*Material supplied:*
*** Block opens ***

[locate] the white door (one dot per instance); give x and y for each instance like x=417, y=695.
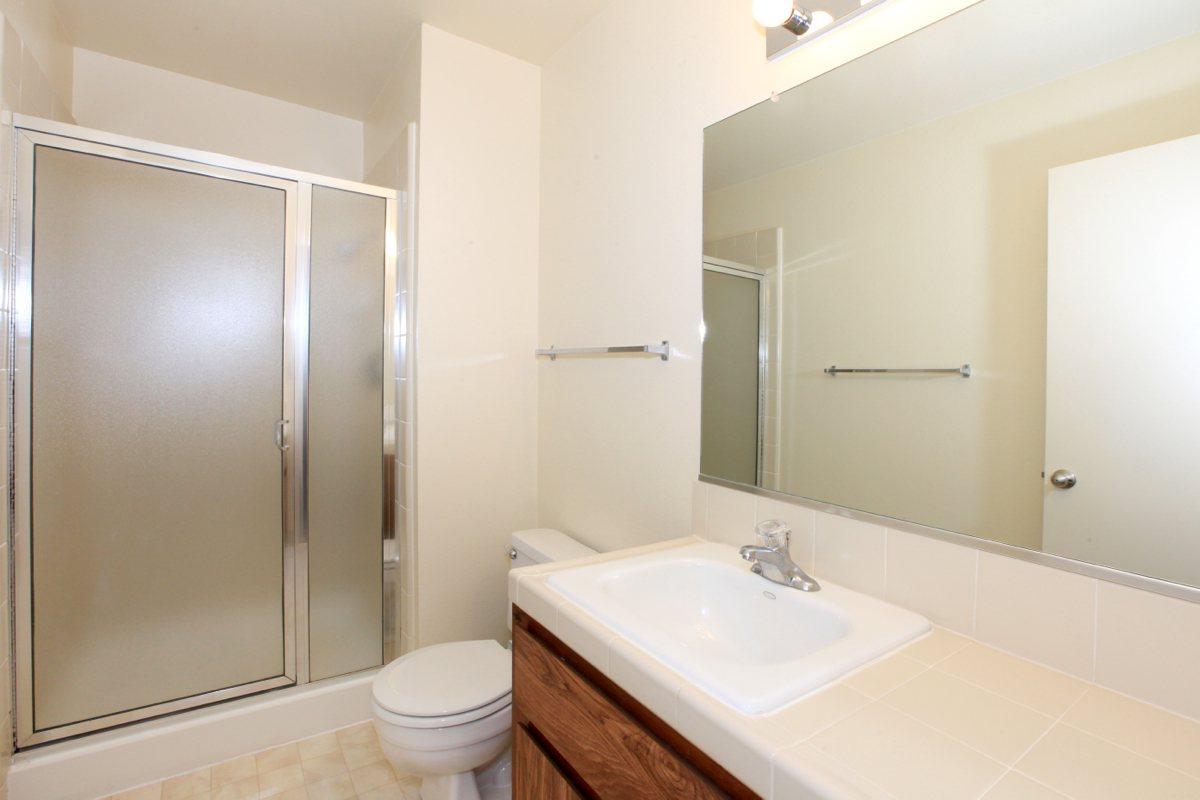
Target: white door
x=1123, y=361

*** Block closes ***
*** Block opens ***

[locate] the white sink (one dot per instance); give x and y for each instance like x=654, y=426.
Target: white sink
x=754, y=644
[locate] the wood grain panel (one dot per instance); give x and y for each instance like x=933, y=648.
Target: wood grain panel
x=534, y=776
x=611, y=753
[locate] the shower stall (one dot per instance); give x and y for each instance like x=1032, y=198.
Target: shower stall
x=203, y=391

*** Block closes ***

*Try it:*
Please copy each line of the records above that holds the word "like".

*Answer section:*
[locate] the white door (one dot per instance); give x and y for each instance like x=417, y=695.
[locate] the white sink (one dot per instance); give x and y for each instance like x=654, y=426.
[locate] the wood grain panel (one dot per instance); give x and y for each instance like x=933, y=648.
[locate] the shower stall (one dot per instance); give x and y for each instance like x=1032, y=198.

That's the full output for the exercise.